Reproduce the entries verbatim, starting at the line containing "298, row 37." and ending at, and including, the line containing "column 250, row 286". Output only those lines.
★ ★ ★ ★ ★ ★ ★
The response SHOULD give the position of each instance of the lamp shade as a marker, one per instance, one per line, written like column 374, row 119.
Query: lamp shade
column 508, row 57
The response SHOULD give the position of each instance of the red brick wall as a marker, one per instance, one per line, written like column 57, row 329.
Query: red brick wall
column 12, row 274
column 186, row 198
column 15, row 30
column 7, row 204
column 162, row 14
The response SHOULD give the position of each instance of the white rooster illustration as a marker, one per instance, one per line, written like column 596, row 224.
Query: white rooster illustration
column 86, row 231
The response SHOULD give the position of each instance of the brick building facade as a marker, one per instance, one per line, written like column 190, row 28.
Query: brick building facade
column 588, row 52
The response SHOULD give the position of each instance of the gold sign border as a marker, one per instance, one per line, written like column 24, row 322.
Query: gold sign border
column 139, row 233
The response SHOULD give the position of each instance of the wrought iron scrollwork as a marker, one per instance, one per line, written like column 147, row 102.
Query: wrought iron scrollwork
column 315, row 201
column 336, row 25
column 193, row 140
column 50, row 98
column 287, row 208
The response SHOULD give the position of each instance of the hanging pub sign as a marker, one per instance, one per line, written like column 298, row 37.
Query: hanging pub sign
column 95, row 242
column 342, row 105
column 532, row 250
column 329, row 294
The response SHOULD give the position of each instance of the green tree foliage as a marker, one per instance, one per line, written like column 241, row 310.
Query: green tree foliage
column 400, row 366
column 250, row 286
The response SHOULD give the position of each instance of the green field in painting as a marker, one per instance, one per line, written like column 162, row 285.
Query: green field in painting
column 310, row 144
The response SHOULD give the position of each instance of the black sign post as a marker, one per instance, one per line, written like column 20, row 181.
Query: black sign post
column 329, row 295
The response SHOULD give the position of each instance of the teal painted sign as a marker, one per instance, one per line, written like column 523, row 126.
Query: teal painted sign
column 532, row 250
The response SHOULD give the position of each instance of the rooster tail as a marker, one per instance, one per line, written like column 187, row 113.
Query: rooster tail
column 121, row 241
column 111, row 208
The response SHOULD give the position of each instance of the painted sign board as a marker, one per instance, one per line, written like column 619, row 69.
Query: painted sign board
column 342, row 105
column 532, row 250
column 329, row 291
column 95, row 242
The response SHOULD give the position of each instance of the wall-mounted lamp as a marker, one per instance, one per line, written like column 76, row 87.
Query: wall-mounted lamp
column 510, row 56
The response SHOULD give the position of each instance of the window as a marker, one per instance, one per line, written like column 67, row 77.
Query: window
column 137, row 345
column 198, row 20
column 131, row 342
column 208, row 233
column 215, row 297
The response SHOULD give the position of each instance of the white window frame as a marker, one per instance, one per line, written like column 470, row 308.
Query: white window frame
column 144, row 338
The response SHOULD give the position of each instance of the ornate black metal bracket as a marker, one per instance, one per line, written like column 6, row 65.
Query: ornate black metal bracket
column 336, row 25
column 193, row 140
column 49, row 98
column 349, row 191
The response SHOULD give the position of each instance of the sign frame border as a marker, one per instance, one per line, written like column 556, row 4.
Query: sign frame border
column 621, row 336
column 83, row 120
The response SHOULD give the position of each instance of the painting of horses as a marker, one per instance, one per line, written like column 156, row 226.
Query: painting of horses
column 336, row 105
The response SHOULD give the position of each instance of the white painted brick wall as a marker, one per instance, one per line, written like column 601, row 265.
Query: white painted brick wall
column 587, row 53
★ ★ ★ ★ ★ ★ ★
Written response:
The response SHOULD give the position of each instance of the hanging pub sign as a marker, one per instance, one per line, written like column 298, row 37.
Query: hanging pub sign
column 95, row 242
column 342, row 105
column 532, row 250
column 329, row 294
The response SHOULD give the position of each instance of the green tree foliage as a marker, one per instance, one per line, written like column 241, row 310.
Query: green tree foliage
column 400, row 366
column 250, row 286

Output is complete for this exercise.